▶ **Input data**

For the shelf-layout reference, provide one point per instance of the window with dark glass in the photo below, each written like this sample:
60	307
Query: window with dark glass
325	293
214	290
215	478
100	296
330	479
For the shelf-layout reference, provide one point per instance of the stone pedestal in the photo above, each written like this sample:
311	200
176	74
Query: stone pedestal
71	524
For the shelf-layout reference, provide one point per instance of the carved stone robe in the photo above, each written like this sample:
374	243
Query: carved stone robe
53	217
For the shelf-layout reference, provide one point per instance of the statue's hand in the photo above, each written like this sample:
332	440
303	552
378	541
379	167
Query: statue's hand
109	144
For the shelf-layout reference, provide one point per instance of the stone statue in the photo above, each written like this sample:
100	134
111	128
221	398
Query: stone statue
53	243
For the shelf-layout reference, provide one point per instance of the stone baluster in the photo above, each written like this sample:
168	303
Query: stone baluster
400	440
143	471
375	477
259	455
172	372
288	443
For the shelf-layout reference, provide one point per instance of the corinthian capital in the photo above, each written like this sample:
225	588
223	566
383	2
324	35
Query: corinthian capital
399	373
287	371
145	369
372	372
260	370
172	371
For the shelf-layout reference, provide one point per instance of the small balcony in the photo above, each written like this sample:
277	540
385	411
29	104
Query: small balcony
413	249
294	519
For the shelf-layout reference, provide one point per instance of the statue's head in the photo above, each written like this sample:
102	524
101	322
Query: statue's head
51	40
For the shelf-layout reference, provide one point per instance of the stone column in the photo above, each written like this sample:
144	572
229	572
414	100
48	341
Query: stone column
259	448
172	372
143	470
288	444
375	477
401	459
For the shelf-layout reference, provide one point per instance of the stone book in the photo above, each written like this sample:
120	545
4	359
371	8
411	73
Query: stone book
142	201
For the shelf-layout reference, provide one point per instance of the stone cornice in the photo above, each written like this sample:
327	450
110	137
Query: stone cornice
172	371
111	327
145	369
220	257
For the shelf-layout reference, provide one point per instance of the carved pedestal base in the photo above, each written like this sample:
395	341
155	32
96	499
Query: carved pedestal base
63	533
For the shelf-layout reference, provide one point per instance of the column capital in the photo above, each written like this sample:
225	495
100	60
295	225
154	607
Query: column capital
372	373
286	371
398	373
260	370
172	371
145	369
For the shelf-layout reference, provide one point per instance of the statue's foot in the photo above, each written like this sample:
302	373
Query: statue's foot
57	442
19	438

▶ **Task statement**
Convert every line of the material above into a JSON array of strings, one string per line, with blank lines omitted.

▶ **Response**
[
  "For the shelf-layout reference, provide one point per instance of the window with dark glass in the photo below, each written like this sample:",
  "60\t307",
  "Query: window with dark glass",
  "325\t293",
  "214\t290",
  "215\t478",
  "100\t296",
  "330\t479",
  "For the shelf-layout reference, provide one point per instance of the stone pedestal in the photo above, each written like this sample:",
  "311\t200",
  "176\t74",
  "Query: stone pedestal",
  "71\t524",
  "For the shelf-layout reference, provide one point per instance of the carved stone robe in the photo above, each written like this sample:",
  "374\t243",
  "Query: carved stone robe",
  "53\t217",
  "For the shelf-layout reference, provide one point per instance of the statue's hand in the photo above, each written like this sample:",
  "332\t440",
  "303\t552",
  "378\t541",
  "379\t167",
  "Query: statue's hand",
  "109\t144",
  "For the shelf-layout reference, provide one point per instance of the stone statue in the photo above, each written like this sample:",
  "100\t134",
  "111\t128",
  "221\t398",
  "Query: stone statue",
  "53\t243",
  "For the shelf-layout reference, provide one point per instance of the stone baluster in the photo above, each written like this sample:",
  "168\t303",
  "Query: stone baluster",
  "400\t440",
  "143\t471",
  "375\t477",
  "259\t455",
  "172\t372",
  "288\t443",
  "For the shelf-layout reference, provide one point per instance of the corinthian capital in the photo above, each written like this sample:",
  "225\t588",
  "223\t566",
  "383\t2",
  "324\t35",
  "Query: corinthian capital",
  "399\t373",
  "287\t371",
  "145\t369",
  "372\t372",
  "260\t370",
  "172\t371",
  "For the shelf-layout reference, provide one point per instance of the small balcony in the photo above, each written like this sample:",
  "277\t540",
  "385\t411",
  "29\t104",
  "Query: small balcony",
  "413\t249",
  "294\t519",
  "For the shelf-layout reference, provide one point per instance of the statue's head in the photo above, each written like this sample:",
  "102\t524",
  "101\t322",
  "Query: statue's head",
  "51\t40",
  "For the shelf-layout reference, provide one point per instance of the stone column in the photo above, each written like this sample:",
  "144\t572",
  "229\t572",
  "414\t100",
  "48\t341",
  "Query: stone column",
  "259\t448",
  "172\t372",
  "143\t470",
  "288\t444",
  "375\t477",
  "401\t459",
  "For the shelf-layout reference, provide one point per instance of the stone book in the photo above, each written like this sample:",
  "120\t545",
  "4\t359",
  "371\t8",
  "411\t73",
  "Query: stone book",
  "142\t201",
  "For the shelf-layout reference, provide one point per instance of the stone cornice in the photo above, each written like this sample:",
  "327\t450",
  "110\t137",
  "Query: stone cornice",
  "172\t371",
  "111\t327",
  "145\t369",
  "220\t257",
  "For the shelf-layout reference, provide one point per instance of the carved pedestal base in the photo above, each written like this sample:",
  "395\t341",
  "155\t32",
  "96\t499",
  "Query: carved pedestal base",
  "63\t533",
  "For the shelf-layout reference, provide one point per instance of the column capital in the photo above, each written like this sample:",
  "225\t495",
  "100\t60",
  "295\t225",
  "154\t607",
  "Query: column capital",
  "372\t373",
  "286\t371",
  "398\t373",
  "260\t370",
  "172\t371",
  "145\t369",
  "For the shelf-layout reference, provide one point per instance of the statue's foot in the photo above, each written like this sample:",
  "302\t373",
  "Query: statue's foot",
  "57\t442",
  "19\t438"
]